## start

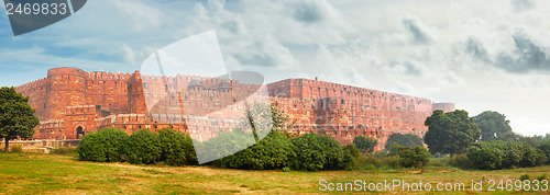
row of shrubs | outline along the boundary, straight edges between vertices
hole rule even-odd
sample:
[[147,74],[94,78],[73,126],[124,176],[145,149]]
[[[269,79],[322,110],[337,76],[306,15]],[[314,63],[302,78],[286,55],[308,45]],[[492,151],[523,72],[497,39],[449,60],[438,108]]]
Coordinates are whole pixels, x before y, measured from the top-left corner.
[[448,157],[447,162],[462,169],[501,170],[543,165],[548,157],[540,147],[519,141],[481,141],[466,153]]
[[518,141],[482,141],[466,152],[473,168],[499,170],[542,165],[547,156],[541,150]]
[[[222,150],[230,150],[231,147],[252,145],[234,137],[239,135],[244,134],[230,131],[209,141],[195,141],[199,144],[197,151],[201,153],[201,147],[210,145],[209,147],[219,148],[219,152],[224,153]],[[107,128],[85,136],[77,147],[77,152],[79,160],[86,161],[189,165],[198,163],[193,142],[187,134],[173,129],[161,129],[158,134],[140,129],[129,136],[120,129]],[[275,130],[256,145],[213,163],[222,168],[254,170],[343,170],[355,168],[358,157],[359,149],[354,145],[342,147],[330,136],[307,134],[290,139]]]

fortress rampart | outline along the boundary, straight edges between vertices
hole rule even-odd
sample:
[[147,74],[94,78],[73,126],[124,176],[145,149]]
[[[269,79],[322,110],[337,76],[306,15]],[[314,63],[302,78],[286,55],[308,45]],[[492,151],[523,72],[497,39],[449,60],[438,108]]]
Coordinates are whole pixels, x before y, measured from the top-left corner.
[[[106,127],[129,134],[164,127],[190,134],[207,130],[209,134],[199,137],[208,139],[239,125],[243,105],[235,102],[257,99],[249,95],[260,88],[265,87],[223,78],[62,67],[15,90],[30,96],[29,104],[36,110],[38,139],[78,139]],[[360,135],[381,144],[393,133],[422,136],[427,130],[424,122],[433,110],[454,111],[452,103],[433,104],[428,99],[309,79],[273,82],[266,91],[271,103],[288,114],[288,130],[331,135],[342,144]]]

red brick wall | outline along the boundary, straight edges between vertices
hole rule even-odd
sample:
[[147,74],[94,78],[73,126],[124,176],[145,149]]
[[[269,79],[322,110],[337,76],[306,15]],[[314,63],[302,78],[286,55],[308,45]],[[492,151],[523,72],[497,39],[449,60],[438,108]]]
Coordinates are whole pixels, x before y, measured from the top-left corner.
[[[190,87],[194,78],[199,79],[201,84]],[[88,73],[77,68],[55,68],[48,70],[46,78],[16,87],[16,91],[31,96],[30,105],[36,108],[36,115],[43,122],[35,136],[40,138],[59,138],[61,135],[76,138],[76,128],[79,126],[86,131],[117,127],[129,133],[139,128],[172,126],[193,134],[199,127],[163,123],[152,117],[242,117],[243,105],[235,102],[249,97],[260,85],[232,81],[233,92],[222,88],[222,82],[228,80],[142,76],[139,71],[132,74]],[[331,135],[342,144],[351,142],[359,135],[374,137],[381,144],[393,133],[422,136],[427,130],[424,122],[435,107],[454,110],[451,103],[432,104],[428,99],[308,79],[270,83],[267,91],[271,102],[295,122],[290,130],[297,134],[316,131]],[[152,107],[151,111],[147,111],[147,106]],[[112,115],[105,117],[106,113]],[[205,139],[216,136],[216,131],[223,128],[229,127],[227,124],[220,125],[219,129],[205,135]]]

## end

#### WORK REQUIRED
Please write out all of the material above without changing a word, and omit any pictures.

#### SOLUTION TO THIS PROBLEM
row of shrubs | outline along the boundary, straight edges between vertices
hole rule even-odd
sample:
[[147,74],[94,78],[73,126],[124,176],[145,149]]
[[[269,79],[322,110],[337,76],[306,15]],[[314,63],[302,78],[286,55],[308,45]],[[492,151],[523,72],[497,39],[449,60],[438,108]]]
Coordinates are whole pixels, x before y, measured from the top-left corner.
[[448,157],[447,162],[462,169],[501,170],[543,165],[548,157],[540,147],[519,141],[481,141],[466,153]]
[[518,141],[482,141],[466,152],[473,168],[499,170],[542,165],[547,156],[541,150]]
[[[222,150],[230,150],[231,147],[252,145],[234,137],[239,135],[244,134],[230,131],[209,141],[195,141],[199,144],[197,151],[201,153],[201,147],[210,145],[209,147],[219,148],[219,152],[224,153]],[[107,128],[85,136],[77,147],[77,152],[79,160],[86,161],[189,165],[198,163],[193,142],[187,134],[173,129],[161,129],[158,134],[140,129],[129,136],[120,129]],[[275,130],[256,145],[213,163],[222,168],[254,170],[343,170],[355,168],[358,157],[359,149],[354,145],[342,147],[330,136],[307,134],[290,139]]]

fortress rampart | outline along the boundary, straight edges between vertices
hole rule even-odd
sample:
[[147,74],[94,78],[73,126],[124,176],[145,149]]
[[[269,79],[322,110],[337,76],[306,15]],[[314,63],[302,78],[286,55],[308,45]],[[492,151],[523,72],[497,39],[449,60],[438,108]]]
Coordinates are whole pixels, x before y, measured from the top-left corner.
[[[106,127],[129,134],[164,127],[190,134],[207,130],[209,134],[199,137],[208,139],[239,125],[243,105],[235,102],[257,99],[249,95],[260,88],[265,87],[223,78],[62,67],[15,90],[30,96],[29,104],[36,110],[38,139],[78,139]],[[360,135],[381,144],[393,133],[422,136],[427,130],[424,122],[433,110],[454,111],[452,103],[433,104],[428,99],[309,79],[273,82],[266,91],[271,103],[288,114],[288,130],[331,135],[342,144]]]

red brick wall | outline along the boundary, straight edges between vertices
hole rule even-odd
sample:
[[147,74],[94,78],[73,126],[124,176],[145,149]]
[[[269,79],[322,110],[337,76],[306,15]],[[314,63],[302,78],[286,55],[308,45]],[[492,151],[523,72],[497,39],[449,60],[438,108]]]
Coordinates are whole pixels, x before y, measured from the top-left corner.
[[[190,87],[194,78],[199,79],[201,84]],[[88,73],[77,68],[55,68],[48,70],[46,78],[16,87],[16,91],[31,96],[30,105],[36,108],[36,115],[43,122],[35,136],[40,138],[59,138],[61,135],[76,138],[76,128],[79,126],[86,131],[117,127],[129,133],[139,128],[172,126],[193,134],[199,127],[163,123],[152,117],[242,117],[243,105],[235,102],[249,97],[260,85],[232,81],[233,92],[222,88],[222,82],[228,80],[142,76],[139,71],[132,74]],[[331,135],[342,144],[351,142],[359,135],[374,137],[381,144],[393,133],[422,136],[427,130],[424,122],[435,107],[454,110],[451,103],[432,104],[428,99],[308,79],[270,83],[267,91],[271,102],[295,122],[290,130],[297,134],[316,131]],[[152,107],[151,111],[147,111],[147,106]],[[112,115],[105,117],[106,113]],[[205,139],[216,136],[216,131],[223,128],[229,127],[227,124],[220,125],[219,129],[205,135]]]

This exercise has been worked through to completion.